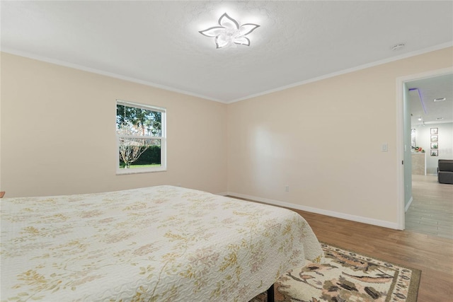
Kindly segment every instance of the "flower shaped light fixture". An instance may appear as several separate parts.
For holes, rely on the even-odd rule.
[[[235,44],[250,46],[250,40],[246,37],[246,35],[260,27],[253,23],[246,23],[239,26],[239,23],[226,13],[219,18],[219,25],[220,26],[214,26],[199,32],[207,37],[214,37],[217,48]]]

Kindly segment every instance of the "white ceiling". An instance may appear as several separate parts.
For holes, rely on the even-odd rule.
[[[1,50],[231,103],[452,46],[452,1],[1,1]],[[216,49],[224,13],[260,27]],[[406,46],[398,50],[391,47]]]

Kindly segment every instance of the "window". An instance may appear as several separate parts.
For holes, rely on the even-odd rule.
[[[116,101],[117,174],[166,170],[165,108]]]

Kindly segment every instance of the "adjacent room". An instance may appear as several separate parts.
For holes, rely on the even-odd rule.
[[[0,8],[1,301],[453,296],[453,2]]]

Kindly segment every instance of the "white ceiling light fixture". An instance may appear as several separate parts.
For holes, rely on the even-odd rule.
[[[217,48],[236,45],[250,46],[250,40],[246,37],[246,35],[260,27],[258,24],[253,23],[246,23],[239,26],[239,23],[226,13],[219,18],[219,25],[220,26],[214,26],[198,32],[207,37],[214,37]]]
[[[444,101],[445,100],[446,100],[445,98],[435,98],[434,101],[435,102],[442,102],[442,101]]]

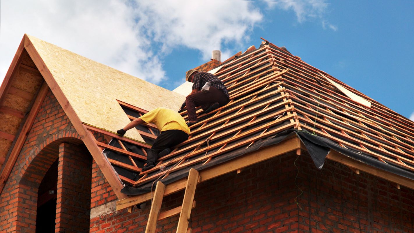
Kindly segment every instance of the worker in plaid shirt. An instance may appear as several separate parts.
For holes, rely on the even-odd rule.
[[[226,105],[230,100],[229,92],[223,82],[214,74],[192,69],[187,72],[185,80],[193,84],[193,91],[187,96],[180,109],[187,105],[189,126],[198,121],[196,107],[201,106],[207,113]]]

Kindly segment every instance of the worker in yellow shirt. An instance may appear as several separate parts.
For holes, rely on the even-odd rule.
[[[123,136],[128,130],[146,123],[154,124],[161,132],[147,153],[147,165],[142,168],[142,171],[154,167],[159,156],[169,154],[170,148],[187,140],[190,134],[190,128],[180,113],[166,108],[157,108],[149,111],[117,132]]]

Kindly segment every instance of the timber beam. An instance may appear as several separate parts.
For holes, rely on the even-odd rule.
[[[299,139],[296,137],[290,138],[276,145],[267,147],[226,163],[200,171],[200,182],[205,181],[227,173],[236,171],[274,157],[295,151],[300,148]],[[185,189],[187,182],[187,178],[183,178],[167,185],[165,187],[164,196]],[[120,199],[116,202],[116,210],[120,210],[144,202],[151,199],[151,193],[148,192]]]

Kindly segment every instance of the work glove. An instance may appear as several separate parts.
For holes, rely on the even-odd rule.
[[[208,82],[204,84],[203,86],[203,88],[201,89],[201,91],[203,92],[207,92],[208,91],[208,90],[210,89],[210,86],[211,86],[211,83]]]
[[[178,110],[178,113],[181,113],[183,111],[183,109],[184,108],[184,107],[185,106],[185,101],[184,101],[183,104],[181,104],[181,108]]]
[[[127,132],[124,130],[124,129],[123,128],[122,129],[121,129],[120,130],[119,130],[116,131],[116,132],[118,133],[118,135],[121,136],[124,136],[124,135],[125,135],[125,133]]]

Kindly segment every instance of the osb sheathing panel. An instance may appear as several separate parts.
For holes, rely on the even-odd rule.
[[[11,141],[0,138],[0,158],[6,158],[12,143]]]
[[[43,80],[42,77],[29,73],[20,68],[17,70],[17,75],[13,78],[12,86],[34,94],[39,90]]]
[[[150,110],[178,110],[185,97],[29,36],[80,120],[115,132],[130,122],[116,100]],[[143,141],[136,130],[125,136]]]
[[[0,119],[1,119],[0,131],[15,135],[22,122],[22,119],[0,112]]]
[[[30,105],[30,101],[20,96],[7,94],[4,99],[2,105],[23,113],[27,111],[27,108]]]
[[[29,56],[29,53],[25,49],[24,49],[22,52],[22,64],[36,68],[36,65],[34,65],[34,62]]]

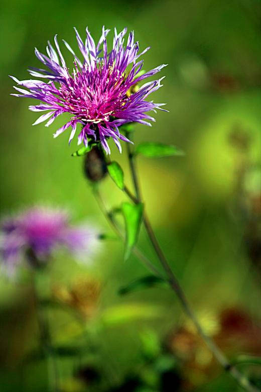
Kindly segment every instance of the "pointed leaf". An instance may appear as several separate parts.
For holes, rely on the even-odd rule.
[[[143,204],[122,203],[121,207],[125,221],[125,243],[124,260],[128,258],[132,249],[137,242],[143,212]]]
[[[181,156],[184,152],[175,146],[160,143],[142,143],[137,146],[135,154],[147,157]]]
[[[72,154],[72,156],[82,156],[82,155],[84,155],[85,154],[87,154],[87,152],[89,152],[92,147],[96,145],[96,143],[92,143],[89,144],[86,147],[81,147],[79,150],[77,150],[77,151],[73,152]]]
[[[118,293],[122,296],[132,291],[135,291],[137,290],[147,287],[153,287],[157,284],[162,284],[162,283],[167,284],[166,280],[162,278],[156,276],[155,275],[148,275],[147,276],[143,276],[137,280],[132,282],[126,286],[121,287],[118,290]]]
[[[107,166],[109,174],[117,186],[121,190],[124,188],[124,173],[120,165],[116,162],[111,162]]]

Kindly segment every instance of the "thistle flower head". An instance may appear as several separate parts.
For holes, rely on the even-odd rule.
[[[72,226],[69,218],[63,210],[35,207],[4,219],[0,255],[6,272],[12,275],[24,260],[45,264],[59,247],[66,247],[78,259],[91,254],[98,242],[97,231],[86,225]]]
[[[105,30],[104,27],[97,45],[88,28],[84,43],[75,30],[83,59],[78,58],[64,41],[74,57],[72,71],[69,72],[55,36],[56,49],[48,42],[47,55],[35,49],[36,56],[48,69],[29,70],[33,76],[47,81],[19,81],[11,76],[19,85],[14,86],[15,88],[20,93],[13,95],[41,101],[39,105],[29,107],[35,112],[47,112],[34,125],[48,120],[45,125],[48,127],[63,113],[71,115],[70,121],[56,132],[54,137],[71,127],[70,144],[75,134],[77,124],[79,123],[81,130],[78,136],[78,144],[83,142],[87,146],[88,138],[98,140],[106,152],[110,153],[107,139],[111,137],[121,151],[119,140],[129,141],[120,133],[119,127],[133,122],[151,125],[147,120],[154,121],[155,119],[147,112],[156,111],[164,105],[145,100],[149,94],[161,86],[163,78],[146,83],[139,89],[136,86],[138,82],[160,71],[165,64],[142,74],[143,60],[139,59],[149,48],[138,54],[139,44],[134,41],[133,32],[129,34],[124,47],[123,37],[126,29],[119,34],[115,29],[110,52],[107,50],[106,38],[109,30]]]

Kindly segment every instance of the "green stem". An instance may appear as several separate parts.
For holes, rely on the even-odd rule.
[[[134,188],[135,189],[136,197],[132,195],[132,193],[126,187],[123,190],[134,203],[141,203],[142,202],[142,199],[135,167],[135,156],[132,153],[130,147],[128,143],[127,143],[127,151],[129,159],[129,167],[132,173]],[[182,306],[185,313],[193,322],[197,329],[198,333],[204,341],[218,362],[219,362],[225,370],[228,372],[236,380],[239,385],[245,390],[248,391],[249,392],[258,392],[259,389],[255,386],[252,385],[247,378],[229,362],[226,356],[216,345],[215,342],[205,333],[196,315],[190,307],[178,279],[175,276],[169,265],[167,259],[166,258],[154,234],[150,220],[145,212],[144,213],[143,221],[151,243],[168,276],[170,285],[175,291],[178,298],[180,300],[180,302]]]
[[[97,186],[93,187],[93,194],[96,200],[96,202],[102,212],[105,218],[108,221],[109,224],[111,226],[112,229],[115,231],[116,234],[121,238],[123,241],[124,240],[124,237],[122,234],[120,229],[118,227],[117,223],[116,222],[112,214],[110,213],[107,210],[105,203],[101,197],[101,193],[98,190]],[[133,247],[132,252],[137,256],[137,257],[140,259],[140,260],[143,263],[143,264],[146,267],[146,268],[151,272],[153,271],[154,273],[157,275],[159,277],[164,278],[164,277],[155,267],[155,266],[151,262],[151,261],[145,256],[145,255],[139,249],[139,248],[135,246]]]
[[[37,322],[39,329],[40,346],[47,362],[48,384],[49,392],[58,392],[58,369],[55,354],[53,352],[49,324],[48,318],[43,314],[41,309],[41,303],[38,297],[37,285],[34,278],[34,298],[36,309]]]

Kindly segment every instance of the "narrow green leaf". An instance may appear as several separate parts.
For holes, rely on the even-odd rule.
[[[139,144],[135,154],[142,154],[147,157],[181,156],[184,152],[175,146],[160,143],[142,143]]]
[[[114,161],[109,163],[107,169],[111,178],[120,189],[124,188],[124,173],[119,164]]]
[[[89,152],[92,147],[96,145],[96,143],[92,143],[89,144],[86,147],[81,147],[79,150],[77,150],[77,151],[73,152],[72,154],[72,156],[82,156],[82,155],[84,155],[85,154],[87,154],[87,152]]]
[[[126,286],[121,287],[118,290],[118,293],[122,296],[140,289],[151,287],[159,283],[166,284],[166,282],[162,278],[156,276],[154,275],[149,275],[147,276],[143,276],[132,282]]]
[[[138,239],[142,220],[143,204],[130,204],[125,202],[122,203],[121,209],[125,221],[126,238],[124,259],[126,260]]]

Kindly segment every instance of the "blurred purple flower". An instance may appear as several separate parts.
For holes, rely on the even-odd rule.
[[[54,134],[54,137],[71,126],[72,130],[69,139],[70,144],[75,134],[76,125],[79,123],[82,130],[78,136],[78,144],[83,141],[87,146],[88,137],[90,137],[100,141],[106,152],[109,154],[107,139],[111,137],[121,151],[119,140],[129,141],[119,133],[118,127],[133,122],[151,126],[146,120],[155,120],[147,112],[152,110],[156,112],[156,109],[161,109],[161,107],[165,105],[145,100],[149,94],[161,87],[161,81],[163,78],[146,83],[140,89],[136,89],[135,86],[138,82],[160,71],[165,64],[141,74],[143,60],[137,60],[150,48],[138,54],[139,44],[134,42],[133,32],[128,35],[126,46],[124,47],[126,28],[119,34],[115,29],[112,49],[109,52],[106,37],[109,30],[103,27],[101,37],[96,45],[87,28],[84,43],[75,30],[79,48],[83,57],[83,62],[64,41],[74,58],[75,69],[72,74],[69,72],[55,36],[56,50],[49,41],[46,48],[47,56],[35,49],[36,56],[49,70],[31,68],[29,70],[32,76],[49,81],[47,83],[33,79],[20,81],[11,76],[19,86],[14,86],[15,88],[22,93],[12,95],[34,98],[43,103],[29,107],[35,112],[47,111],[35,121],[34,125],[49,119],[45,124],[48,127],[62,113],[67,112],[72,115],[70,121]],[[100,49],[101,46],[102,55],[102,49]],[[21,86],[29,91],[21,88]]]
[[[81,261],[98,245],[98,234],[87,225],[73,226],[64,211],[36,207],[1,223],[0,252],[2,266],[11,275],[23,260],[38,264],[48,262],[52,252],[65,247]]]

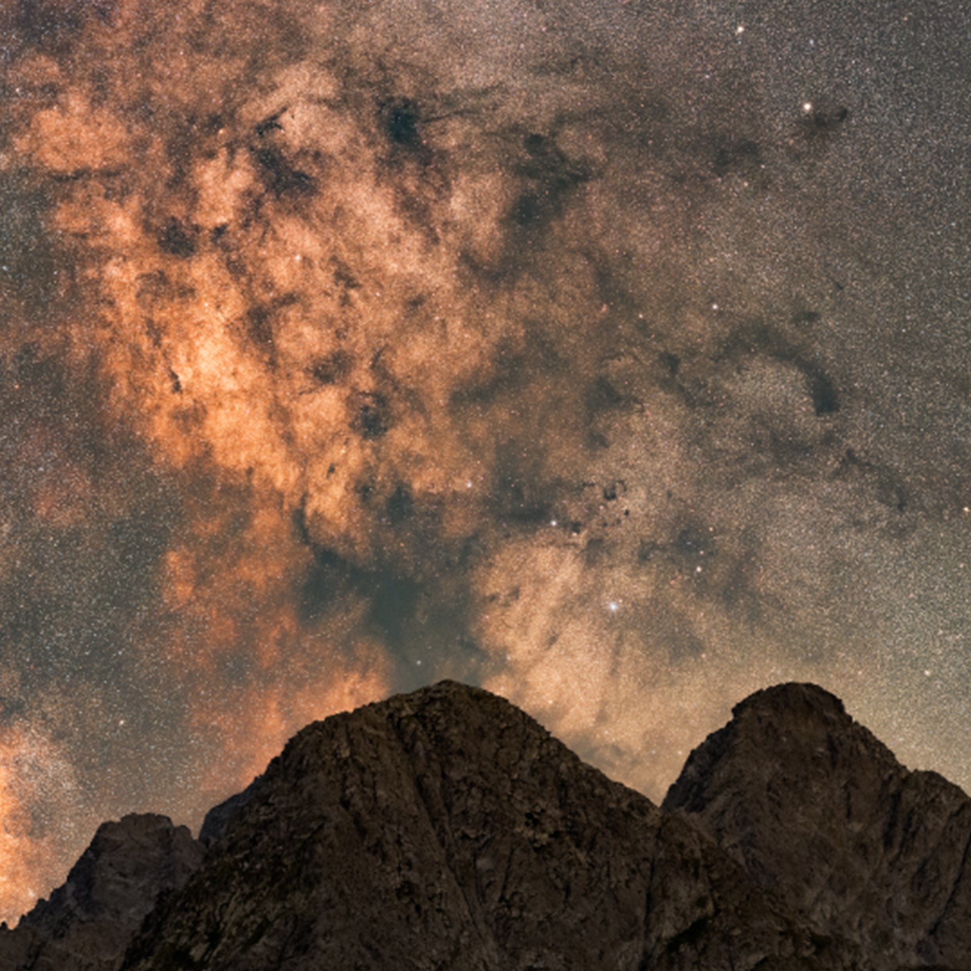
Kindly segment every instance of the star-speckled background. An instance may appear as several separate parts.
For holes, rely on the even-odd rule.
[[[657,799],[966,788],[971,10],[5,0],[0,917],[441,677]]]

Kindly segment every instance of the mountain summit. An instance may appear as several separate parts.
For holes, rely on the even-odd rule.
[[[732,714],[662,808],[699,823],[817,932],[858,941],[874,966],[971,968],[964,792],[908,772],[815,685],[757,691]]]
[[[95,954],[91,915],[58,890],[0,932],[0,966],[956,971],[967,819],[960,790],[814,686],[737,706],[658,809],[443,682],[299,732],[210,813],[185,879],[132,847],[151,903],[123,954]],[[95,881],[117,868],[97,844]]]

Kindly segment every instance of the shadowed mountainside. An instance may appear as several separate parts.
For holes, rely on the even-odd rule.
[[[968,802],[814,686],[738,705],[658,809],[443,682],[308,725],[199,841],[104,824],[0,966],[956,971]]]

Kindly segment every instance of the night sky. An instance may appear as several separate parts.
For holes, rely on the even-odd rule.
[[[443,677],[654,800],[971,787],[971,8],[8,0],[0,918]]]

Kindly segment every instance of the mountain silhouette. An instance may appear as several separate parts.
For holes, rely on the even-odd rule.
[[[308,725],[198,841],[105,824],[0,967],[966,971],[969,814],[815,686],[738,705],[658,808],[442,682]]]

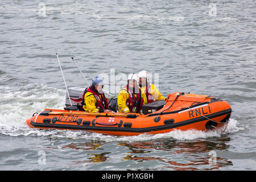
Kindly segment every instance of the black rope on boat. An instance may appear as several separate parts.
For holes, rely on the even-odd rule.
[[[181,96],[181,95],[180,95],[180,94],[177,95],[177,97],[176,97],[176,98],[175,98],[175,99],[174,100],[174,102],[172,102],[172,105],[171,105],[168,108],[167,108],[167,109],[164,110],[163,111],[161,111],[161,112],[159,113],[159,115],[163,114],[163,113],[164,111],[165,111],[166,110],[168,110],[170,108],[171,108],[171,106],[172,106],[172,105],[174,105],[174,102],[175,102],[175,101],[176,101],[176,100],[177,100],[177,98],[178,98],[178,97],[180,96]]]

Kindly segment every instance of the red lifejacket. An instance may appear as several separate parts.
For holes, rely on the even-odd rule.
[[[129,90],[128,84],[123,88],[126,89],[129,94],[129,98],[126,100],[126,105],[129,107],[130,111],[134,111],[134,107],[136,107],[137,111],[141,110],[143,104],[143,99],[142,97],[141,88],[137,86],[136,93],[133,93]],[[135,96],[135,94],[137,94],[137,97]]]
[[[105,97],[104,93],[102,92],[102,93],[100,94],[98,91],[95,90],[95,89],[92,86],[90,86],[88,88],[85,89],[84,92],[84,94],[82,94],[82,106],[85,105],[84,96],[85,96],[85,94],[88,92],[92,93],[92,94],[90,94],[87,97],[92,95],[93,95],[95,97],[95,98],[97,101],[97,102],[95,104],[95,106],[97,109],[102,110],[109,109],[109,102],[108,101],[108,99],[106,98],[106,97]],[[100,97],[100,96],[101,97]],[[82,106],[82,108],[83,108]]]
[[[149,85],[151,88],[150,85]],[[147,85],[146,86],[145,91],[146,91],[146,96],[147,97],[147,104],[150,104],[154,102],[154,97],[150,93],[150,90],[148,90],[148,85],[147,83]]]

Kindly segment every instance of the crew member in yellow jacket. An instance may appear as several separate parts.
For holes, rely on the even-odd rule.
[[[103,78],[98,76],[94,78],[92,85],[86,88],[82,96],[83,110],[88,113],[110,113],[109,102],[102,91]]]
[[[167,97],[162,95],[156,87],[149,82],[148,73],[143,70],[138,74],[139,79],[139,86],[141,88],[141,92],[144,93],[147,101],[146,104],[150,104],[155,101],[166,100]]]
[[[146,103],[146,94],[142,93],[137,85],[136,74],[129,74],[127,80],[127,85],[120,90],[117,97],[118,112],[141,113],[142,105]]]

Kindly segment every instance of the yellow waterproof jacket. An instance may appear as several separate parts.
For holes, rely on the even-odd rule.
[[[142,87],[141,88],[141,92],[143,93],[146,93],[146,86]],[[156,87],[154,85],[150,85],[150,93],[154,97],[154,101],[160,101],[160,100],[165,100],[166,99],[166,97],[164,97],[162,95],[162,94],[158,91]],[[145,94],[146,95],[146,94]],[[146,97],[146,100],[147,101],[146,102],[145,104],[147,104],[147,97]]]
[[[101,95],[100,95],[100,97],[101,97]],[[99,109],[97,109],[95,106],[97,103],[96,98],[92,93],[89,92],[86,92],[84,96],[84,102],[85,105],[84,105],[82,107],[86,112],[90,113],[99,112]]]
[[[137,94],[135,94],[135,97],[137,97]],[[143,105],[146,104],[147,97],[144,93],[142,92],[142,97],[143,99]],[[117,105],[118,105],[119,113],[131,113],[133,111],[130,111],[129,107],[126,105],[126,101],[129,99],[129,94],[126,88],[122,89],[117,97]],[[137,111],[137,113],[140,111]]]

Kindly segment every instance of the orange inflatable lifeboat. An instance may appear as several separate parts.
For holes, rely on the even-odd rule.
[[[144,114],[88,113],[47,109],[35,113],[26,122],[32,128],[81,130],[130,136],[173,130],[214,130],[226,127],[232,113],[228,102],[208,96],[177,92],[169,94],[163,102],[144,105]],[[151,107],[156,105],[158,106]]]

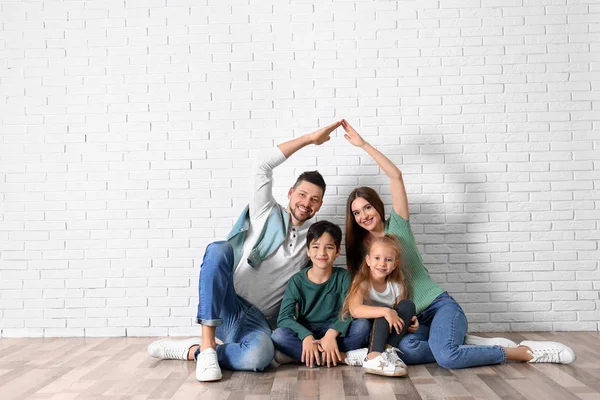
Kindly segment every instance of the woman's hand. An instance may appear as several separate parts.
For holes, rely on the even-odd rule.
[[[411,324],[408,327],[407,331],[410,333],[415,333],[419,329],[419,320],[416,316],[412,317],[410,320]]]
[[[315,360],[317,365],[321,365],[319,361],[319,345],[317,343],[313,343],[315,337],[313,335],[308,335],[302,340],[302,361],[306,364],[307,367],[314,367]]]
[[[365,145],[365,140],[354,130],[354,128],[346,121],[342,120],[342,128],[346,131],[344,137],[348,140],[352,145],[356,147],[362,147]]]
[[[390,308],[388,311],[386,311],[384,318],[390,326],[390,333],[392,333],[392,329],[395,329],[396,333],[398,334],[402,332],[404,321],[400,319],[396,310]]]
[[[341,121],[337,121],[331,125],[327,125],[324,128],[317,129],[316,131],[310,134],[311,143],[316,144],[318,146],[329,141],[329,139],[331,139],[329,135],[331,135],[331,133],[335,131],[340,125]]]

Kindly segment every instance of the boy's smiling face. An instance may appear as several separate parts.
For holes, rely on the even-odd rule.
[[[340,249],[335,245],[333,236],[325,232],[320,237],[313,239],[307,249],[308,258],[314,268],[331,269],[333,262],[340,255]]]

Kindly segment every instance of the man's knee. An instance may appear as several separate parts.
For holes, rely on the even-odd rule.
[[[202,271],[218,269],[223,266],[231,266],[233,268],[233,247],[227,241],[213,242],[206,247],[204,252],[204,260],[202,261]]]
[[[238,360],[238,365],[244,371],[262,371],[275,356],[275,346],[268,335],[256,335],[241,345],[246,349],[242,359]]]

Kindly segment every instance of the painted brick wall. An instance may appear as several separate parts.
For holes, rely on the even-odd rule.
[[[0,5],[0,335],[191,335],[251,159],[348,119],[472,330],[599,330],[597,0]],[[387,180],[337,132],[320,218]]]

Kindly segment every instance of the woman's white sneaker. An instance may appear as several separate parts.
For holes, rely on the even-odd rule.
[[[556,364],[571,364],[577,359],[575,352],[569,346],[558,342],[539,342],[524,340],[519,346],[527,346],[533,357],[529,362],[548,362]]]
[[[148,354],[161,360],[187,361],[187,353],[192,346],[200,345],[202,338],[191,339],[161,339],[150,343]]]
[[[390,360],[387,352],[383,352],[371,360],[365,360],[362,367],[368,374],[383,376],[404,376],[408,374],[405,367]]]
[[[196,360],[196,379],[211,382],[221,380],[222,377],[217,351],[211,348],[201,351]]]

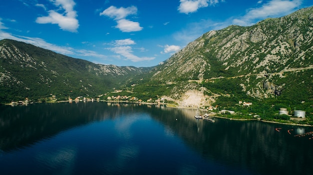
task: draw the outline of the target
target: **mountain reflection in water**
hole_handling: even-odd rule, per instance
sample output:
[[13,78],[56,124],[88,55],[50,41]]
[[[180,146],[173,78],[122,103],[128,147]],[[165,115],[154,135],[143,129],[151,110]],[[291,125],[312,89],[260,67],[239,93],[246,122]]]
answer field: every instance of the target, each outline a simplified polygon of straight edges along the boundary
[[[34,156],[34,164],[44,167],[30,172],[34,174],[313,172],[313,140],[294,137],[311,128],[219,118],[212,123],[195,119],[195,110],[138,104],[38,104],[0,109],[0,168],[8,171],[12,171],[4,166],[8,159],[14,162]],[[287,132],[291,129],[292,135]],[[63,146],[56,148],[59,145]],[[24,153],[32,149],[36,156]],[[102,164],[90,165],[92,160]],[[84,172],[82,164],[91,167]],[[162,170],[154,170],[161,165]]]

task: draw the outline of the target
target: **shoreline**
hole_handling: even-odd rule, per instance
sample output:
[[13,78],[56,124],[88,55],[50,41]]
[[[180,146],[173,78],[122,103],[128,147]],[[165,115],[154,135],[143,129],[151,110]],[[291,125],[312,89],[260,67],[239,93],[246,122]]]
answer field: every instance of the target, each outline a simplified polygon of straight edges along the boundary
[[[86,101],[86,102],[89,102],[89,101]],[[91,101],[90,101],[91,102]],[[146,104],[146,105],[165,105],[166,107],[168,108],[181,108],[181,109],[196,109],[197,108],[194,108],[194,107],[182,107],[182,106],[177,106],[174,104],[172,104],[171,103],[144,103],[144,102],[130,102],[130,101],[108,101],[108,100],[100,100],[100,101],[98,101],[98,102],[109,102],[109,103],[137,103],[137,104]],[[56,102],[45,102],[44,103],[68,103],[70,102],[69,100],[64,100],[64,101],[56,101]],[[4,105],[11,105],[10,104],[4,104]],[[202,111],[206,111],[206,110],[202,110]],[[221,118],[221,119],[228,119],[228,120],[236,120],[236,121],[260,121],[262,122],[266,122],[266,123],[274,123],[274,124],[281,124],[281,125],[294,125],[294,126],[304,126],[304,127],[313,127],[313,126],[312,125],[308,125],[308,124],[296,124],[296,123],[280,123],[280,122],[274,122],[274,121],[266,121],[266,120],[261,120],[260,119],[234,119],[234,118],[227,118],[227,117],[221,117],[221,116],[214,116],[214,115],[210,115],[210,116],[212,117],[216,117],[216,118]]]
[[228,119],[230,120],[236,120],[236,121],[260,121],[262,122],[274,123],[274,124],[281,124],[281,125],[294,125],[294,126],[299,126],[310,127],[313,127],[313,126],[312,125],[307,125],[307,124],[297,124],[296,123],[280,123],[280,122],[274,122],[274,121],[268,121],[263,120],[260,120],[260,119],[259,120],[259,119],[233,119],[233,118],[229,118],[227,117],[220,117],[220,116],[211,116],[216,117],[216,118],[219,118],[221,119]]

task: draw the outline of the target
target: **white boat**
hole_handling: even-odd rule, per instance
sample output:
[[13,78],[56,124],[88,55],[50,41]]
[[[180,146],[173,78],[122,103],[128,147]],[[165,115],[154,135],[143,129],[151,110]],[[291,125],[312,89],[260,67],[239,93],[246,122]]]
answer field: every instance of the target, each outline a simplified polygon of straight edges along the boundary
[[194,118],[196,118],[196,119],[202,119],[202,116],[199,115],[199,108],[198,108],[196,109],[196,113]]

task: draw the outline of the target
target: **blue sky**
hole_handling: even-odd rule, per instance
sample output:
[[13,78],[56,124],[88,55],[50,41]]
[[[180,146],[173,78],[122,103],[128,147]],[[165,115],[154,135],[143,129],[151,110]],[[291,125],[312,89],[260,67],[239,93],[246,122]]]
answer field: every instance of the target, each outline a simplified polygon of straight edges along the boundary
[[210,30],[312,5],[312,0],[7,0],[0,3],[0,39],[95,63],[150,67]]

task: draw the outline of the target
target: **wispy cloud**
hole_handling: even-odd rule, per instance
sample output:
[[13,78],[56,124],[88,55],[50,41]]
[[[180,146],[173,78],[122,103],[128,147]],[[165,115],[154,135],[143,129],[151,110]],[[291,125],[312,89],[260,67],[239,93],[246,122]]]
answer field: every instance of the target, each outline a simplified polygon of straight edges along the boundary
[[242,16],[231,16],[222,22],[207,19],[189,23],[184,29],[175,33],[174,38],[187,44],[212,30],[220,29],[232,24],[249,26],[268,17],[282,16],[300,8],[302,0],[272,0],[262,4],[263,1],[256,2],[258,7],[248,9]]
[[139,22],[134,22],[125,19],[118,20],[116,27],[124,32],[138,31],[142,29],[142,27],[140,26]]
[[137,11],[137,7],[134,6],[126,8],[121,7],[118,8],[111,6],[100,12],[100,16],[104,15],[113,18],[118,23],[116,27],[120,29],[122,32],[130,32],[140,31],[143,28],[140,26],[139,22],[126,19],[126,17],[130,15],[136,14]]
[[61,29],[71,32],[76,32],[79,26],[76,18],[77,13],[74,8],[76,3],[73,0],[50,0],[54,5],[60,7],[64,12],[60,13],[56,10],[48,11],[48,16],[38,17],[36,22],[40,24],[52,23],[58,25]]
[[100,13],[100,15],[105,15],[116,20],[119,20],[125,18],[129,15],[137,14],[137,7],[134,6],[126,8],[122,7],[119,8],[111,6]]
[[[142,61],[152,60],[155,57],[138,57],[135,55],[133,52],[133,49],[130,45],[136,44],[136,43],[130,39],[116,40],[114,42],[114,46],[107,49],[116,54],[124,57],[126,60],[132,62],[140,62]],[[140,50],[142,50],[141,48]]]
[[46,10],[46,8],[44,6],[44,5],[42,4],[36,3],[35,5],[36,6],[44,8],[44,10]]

#####

The task: Pick out every line in the lines above that contains the word "white".

Task answer:
Kindly segment every instance of the "white ceiling". An instance may appear as several separate parts.
Kindly segment every instance of the "white ceiling light fixture". An instance may appear as several separate parts.
Kindly segment every instance of the woman's white sneaker. An instance may appear as several separate parts.
target: **white boat**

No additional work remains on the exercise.